• What is needed
In the article below on the disconnect between healthcare and cannabis, list everything that anecdotal evidence says cannabis helps with.

• Selected excerpt
The Disconnect Between Healthcare and Cannabis

Doctor holding cannabis leaf

With the passage of the 2018 Farm Bill and the emergence of CBD as a main-stream health craze, Americans have become more open to integrating cannabis into their wellness regimen. Despite their willingness, there is a huge disconnect between healthcare and cannabis. Let me explain why.

The majority of the evidence that cannabis helps with anxiety, sleep, and pain, is anecdotal and there is minimal data to support claims. Are we witnessing the placebo effect in action or is there merit to cannabis as the next wonder drug?

Nearly a century of prohibition has solidified cannabis as a scheduled narcotic and hampered research. The lack of meaningful studies results in practitioners having minimal training on how these compounds work in our body. This causes them to be uncomfortable discussing this with their patients. Additionally, the legalities related to medical use vary widely from state to state.

Patients with an interest are also hesitant to talk with their providers. They are nervous they will be accused of drug seeking or that their curiosity will be brushed off as complete and utter nonsense.

This leads to the disconnect we see between healthcare and cannabis. Patients are forced to dive into a sea of questionable information that exists on the internet instead of talking to their doctor. Social Media provides an outlet for self-proclaimed “experts” to give advice to naïve consumers, putting them at higher risk of running into issues or not getting the results they were promised.

This is why we emphasize the importance of practitioners educating themselves on cannabis. More patients than ever are interested in alternative medicine. If a provider is unwilling to entertain this, patients often make misguided choices leaving their treatment team in the dark. This can potentially affect other conditions, medications, and patient outcomes.

• Data records
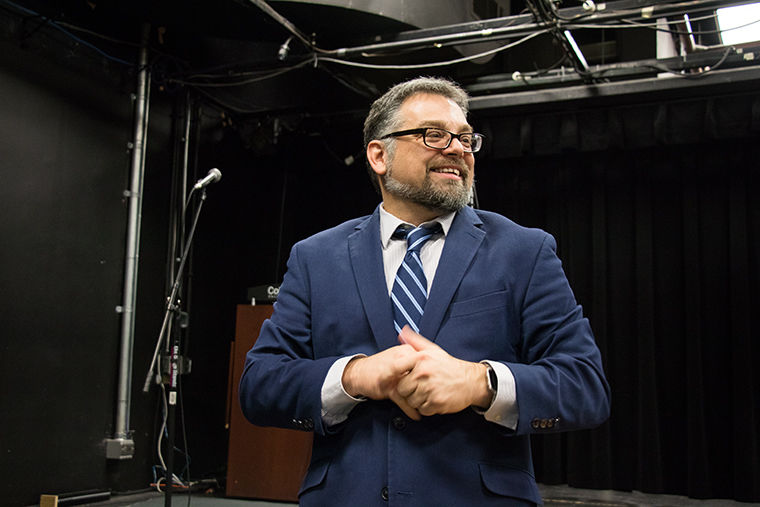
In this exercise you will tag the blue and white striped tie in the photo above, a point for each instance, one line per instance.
(409, 292)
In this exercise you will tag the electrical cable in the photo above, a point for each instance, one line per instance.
(243, 82)
(53, 23)
(430, 65)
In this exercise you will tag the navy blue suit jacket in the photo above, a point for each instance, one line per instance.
(499, 293)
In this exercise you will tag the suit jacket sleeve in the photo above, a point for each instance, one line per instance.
(281, 382)
(559, 381)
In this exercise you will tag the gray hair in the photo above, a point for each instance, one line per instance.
(383, 116)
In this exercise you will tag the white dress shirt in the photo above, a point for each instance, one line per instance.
(337, 403)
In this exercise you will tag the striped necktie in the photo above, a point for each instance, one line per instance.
(409, 292)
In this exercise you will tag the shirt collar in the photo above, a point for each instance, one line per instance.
(389, 223)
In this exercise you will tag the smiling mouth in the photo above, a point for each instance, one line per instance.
(447, 170)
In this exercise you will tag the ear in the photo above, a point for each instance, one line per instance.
(376, 155)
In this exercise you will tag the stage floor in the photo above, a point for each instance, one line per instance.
(554, 496)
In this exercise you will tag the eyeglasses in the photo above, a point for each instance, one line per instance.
(440, 139)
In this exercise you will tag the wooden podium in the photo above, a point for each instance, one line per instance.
(263, 463)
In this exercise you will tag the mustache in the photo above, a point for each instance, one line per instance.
(464, 169)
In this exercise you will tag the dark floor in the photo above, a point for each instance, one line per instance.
(554, 496)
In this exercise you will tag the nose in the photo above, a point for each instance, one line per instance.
(455, 147)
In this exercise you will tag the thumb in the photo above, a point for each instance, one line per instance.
(418, 342)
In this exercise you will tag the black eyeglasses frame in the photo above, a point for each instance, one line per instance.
(452, 135)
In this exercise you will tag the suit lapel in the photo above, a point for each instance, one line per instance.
(366, 256)
(462, 241)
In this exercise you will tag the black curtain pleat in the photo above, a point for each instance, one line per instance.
(656, 210)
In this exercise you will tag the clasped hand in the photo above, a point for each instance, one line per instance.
(418, 376)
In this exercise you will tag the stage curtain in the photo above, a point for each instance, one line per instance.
(656, 209)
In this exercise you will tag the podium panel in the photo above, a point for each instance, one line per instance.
(262, 463)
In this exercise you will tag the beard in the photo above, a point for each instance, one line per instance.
(446, 196)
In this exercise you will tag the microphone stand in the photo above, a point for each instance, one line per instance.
(172, 307)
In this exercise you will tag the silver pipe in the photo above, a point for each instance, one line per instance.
(503, 28)
(141, 108)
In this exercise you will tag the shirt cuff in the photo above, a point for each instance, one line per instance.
(336, 402)
(504, 410)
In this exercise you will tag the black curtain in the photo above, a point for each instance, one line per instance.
(655, 209)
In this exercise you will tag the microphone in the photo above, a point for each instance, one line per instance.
(212, 176)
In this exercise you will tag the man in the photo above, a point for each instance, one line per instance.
(424, 390)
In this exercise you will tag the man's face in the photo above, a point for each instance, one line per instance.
(436, 179)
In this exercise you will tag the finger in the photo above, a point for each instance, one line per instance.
(406, 387)
(405, 407)
(415, 340)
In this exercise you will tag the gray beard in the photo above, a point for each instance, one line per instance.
(453, 197)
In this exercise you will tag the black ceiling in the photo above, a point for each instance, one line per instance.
(227, 50)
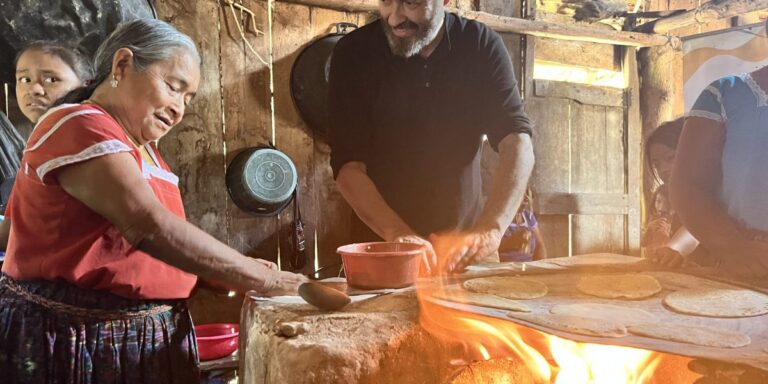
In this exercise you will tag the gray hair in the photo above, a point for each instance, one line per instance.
(150, 40)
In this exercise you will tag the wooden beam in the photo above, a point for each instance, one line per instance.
(568, 32)
(712, 11)
(581, 204)
(521, 26)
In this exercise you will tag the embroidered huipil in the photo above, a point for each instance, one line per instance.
(56, 237)
(741, 105)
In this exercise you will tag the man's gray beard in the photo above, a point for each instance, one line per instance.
(408, 47)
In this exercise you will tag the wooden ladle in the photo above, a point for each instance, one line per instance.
(323, 297)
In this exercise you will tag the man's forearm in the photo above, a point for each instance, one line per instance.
(362, 195)
(510, 181)
(703, 216)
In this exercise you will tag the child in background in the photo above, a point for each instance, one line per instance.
(666, 241)
(45, 72)
(522, 240)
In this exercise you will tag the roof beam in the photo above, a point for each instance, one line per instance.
(522, 26)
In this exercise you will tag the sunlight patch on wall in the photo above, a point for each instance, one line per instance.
(547, 70)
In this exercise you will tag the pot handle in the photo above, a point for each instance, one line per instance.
(341, 28)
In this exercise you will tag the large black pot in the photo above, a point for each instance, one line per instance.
(309, 79)
(261, 180)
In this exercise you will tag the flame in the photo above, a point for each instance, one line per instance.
(548, 358)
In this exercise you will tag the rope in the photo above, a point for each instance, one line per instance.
(87, 313)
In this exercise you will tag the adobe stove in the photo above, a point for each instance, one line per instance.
(439, 332)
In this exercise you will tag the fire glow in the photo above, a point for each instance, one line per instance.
(547, 358)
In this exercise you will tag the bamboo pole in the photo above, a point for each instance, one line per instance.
(522, 26)
(712, 11)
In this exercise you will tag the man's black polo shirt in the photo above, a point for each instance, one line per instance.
(418, 124)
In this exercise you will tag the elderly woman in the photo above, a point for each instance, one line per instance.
(45, 72)
(719, 183)
(100, 259)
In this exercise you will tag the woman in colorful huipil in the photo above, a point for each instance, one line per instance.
(100, 258)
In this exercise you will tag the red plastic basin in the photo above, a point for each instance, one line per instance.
(381, 265)
(215, 341)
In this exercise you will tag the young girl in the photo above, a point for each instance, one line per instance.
(522, 240)
(45, 72)
(667, 242)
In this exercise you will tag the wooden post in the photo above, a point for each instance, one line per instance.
(661, 94)
(522, 26)
(634, 151)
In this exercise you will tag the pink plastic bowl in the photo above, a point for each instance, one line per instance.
(215, 341)
(381, 265)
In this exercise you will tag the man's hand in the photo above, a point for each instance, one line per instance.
(283, 283)
(456, 250)
(429, 262)
(658, 232)
(267, 264)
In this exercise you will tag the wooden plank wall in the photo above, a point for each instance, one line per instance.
(231, 113)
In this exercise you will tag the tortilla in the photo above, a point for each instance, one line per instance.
(622, 315)
(577, 325)
(507, 287)
(626, 286)
(692, 334)
(718, 302)
(482, 300)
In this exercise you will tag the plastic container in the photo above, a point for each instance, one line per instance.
(215, 341)
(381, 265)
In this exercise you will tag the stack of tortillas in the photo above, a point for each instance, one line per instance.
(507, 287)
(625, 286)
(593, 319)
(718, 302)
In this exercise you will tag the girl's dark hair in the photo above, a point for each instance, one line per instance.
(76, 60)
(667, 134)
(150, 40)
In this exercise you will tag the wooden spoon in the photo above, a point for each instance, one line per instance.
(323, 297)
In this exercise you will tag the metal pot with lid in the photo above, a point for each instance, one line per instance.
(261, 180)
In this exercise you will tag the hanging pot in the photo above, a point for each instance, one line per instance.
(309, 79)
(261, 180)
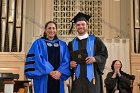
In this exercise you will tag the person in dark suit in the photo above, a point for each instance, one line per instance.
(88, 58)
(118, 81)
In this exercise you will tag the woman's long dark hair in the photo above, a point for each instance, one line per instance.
(113, 62)
(46, 25)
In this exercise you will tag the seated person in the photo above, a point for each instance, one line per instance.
(118, 81)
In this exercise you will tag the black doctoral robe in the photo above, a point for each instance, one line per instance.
(82, 84)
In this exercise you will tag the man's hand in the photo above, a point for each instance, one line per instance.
(90, 60)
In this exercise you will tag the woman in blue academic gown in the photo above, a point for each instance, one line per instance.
(47, 62)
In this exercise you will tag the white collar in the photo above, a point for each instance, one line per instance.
(83, 36)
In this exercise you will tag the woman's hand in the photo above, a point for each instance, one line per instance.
(90, 60)
(73, 64)
(56, 75)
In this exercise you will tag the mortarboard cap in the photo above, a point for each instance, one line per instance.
(79, 56)
(79, 17)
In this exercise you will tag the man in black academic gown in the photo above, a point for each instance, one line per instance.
(88, 58)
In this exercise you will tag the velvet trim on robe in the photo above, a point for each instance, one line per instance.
(90, 51)
(37, 66)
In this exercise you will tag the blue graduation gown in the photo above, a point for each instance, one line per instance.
(37, 66)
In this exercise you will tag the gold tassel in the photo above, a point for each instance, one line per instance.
(74, 77)
(94, 80)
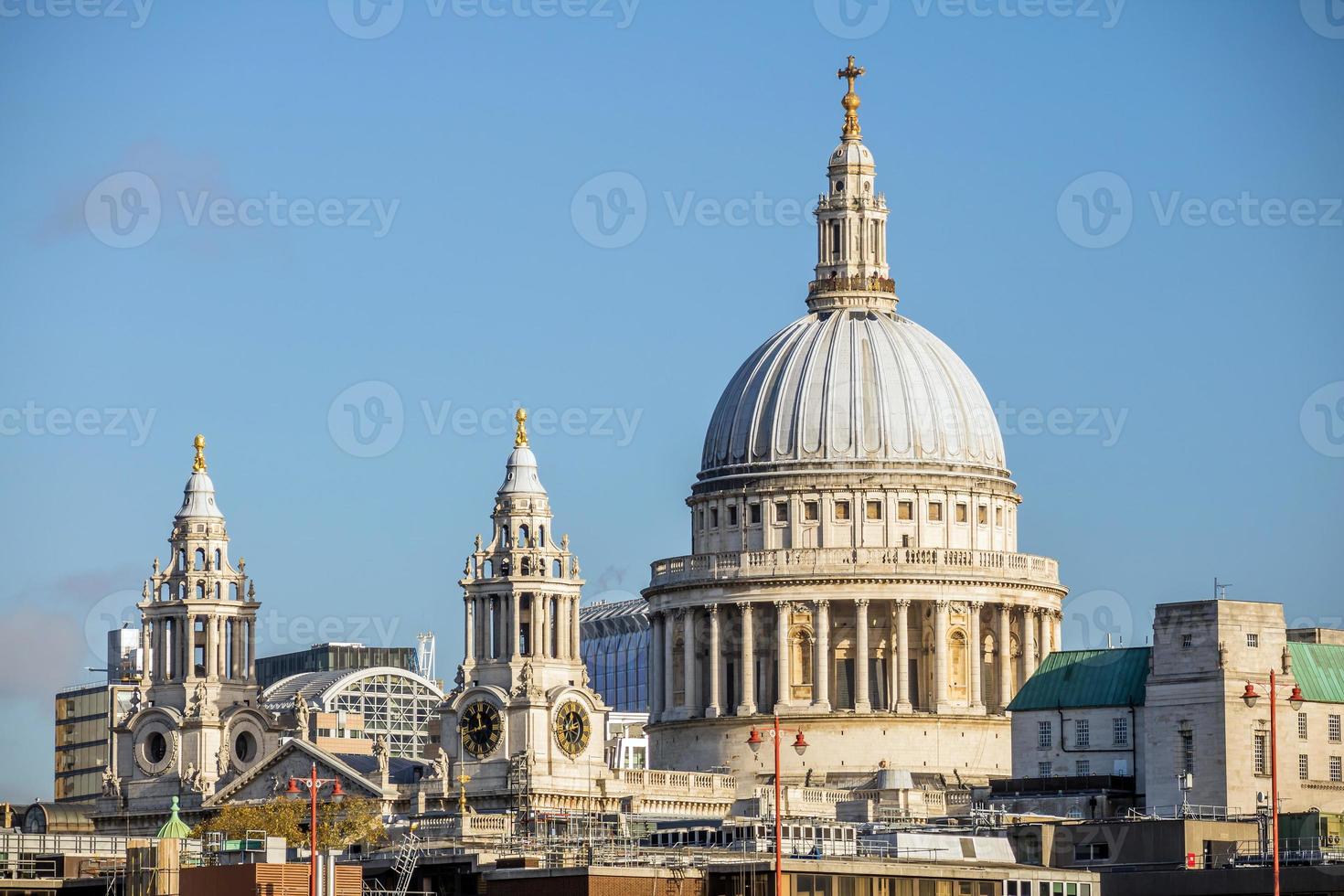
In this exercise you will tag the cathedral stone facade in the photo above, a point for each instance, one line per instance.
(854, 534)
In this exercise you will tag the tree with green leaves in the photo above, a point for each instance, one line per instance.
(339, 825)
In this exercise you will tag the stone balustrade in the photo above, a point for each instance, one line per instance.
(706, 569)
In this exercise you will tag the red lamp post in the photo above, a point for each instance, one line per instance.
(314, 784)
(1295, 700)
(800, 746)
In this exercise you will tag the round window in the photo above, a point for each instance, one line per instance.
(245, 747)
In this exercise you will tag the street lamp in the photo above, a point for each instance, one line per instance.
(1295, 700)
(800, 746)
(314, 784)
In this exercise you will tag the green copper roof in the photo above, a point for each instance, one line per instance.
(1318, 669)
(174, 827)
(1086, 678)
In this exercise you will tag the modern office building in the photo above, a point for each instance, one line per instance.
(331, 657)
(348, 709)
(85, 715)
(614, 643)
(1174, 716)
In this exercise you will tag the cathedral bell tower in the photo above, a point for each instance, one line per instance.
(522, 709)
(197, 723)
(199, 633)
(852, 269)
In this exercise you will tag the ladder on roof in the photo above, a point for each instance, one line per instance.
(405, 861)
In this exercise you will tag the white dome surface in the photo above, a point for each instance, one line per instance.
(852, 387)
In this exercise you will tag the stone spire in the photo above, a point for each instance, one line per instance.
(852, 269)
(199, 610)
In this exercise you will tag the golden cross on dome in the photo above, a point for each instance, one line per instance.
(851, 98)
(520, 440)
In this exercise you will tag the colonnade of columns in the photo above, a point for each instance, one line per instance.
(229, 647)
(523, 624)
(948, 673)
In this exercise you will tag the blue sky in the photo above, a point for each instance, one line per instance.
(1125, 218)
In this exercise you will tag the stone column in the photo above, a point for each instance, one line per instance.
(903, 656)
(781, 660)
(1029, 652)
(577, 633)
(668, 667)
(748, 706)
(714, 707)
(1046, 624)
(515, 624)
(821, 657)
(692, 700)
(860, 661)
(976, 658)
(469, 627)
(940, 655)
(655, 666)
(1004, 656)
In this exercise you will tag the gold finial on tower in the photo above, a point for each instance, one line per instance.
(520, 440)
(851, 100)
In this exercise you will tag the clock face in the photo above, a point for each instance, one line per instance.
(571, 727)
(481, 729)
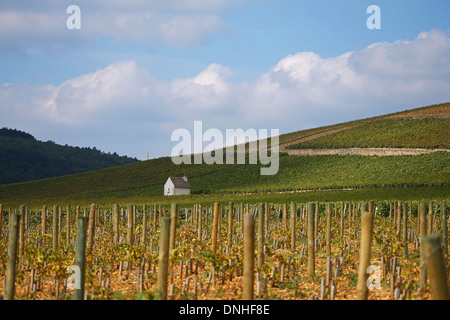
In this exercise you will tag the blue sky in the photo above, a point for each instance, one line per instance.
(138, 70)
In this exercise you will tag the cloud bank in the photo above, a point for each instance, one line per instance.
(126, 109)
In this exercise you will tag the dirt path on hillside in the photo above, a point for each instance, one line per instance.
(313, 136)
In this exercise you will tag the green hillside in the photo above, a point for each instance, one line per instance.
(387, 133)
(424, 127)
(25, 158)
(367, 177)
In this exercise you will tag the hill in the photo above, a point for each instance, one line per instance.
(425, 127)
(25, 158)
(367, 177)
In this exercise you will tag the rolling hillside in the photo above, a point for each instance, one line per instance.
(423, 175)
(425, 127)
(25, 158)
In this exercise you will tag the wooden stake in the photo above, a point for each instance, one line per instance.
(215, 227)
(173, 225)
(130, 237)
(91, 228)
(12, 256)
(311, 262)
(249, 256)
(55, 228)
(328, 229)
(261, 236)
(436, 267)
(80, 257)
(423, 269)
(292, 224)
(163, 267)
(366, 239)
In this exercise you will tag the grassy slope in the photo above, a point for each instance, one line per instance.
(389, 133)
(379, 122)
(143, 182)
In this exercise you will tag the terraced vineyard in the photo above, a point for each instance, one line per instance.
(206, 260)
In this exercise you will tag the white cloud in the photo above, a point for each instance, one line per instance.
(24, 24)
(300, 90)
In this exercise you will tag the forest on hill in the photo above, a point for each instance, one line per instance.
(25, 158)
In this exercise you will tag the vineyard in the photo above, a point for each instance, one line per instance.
(266, 251)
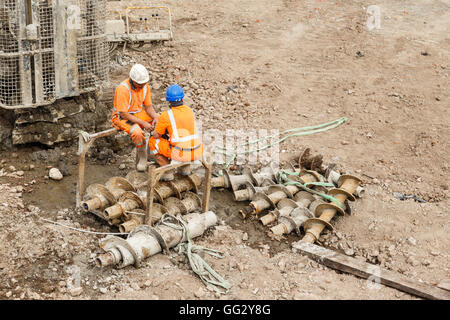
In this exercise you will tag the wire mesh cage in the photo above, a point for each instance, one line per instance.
(91, 45)
(45, 56)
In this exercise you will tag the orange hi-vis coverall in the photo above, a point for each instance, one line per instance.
(184, 143)
(133, 101)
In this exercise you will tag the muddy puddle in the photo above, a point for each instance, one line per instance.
(52, 196)
(57, 195)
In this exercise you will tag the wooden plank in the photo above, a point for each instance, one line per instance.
(341, 262)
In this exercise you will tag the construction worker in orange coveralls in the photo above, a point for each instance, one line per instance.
(175, 136)
(133, 111)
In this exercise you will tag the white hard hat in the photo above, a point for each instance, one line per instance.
(139, 74)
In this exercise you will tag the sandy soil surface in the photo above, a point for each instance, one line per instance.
(290, 64)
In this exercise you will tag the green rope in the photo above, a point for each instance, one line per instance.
(296, 132)
(282, 177)
(207, 274)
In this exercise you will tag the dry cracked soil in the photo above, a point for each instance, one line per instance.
(265, 64)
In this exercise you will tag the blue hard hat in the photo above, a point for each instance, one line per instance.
(174, 93)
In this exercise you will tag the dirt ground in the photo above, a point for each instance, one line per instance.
(291, 64)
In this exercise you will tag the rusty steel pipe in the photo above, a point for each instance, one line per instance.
(233, 182)
(189, 203)
(262, 201)
(249, 192)
(137, 218)
(293, 221)
(100, 196)
(128, 201)
(301, 199)
(145, 241)
(314, 226)
(333, 177)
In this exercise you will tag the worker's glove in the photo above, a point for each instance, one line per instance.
(137, 134)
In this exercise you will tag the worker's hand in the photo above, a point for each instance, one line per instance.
(155, 120)
(156, 135)
(147, 126)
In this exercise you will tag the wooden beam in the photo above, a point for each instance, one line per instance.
(341, 262)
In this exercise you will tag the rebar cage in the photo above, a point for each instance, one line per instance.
(50, 49)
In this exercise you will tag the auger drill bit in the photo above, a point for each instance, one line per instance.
(313, 227)
(101, 196)
(249, 192)
(128, 201)
(275, 193)
(301, 199)
(145, 241)
(189, 203)
(333, 177)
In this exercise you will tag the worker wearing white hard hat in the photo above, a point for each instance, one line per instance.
(133, 111)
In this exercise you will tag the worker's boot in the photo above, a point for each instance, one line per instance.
(141, 158)
(163, 161)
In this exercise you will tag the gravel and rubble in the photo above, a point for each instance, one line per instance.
(271, 65)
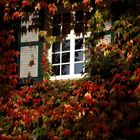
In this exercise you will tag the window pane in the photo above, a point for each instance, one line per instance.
(65, 57)
(66, 18)
(56, 47)
(56, 58)
(78, 44)
(78, 56)
(79, 15)
(56, 70)
(66, 45)
(66, 29)
(79, 27)
(56, 30)
(78, 68)
(65, 69)
(57, 19)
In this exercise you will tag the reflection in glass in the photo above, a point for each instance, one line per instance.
(66, 17)
(79, 56)
(79, 27)
(56, 70)
(66, 29)
(56, 47)
(56, 30)
(65, 57)
(79, 15)
(56, 58)
(78, 68)
(66, 45)
(65, 69)
(57, 19)
(78, 44)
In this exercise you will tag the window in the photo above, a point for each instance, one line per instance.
(67, 55)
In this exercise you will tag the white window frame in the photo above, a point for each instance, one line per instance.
(72, 37)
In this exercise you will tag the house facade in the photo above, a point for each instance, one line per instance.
(68, 28)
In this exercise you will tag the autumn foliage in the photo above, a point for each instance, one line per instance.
(75, 109)
(104, 106)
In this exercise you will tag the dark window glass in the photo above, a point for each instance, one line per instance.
(79, 27)
(66, 18)
(65, 69)
(56, 58)
(79, 15)
(66, 45)
(78, 68)
(66, 29)
(87, 16)
(57, 19)
(65, 57)
(78, 56)
(56, 47)
(78, 44)
(56, 30)
(56, 70)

• Response
- Anxiety
- Sleep
- Pain